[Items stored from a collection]
=======
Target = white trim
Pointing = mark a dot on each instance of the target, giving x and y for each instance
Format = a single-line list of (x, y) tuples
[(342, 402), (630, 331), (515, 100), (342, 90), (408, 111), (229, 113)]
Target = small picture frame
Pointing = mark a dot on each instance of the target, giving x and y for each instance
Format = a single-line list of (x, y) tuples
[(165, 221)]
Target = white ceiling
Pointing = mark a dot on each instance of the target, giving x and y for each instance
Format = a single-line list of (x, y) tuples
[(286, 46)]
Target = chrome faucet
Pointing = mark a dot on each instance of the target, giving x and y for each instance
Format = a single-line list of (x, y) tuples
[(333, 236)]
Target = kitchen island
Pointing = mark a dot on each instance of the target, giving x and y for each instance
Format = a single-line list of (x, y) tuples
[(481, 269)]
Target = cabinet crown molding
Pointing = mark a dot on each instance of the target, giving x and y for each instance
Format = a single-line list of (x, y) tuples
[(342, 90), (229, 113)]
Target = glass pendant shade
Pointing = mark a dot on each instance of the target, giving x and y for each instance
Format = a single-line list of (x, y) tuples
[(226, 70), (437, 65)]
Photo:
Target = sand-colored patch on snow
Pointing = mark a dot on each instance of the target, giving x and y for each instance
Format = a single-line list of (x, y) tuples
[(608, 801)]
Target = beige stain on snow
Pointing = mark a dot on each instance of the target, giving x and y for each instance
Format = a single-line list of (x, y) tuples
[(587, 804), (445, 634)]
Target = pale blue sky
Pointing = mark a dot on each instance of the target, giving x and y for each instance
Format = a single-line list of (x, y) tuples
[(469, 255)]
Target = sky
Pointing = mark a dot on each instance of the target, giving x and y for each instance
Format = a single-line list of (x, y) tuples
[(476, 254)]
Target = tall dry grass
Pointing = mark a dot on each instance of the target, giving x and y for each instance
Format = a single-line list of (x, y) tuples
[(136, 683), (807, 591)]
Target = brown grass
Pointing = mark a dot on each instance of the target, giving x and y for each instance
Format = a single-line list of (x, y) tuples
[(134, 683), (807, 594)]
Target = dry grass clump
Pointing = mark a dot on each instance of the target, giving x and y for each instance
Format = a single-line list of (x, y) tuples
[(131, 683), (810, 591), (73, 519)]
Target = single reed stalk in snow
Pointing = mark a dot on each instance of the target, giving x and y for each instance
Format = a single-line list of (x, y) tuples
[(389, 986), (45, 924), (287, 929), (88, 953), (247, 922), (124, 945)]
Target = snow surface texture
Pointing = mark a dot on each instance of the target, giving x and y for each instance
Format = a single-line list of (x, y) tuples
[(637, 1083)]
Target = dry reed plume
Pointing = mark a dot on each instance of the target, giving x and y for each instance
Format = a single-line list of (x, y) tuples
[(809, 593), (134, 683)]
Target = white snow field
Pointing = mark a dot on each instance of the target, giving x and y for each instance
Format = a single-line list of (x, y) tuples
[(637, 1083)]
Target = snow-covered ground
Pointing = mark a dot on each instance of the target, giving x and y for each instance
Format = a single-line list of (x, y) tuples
=======
■ REQUIREMENT: Output the lines of the records above, from the line containing "Target = snow surface texture" through the line containing "[(809, 593), (134, 683)]", inclusive, as a JSON list of strings, one string per line, omitting any blank lines.

■ OUTPUT:
[
  "Target = snow surface texture",
  "Pointing = mark a dot on each instance of the target, giving x and y for each instance",
  "Format = a single-line list of (x, y) tuples",
  "[(637, 1083)]",
  "Target = dry reed plume",
  "Pointing = mark a dot on each instance of the target, giving x and y for each instance",
  "Format = a single-line list of (x, y) tuples",
  "[(809, 593), (134, 683)]"
]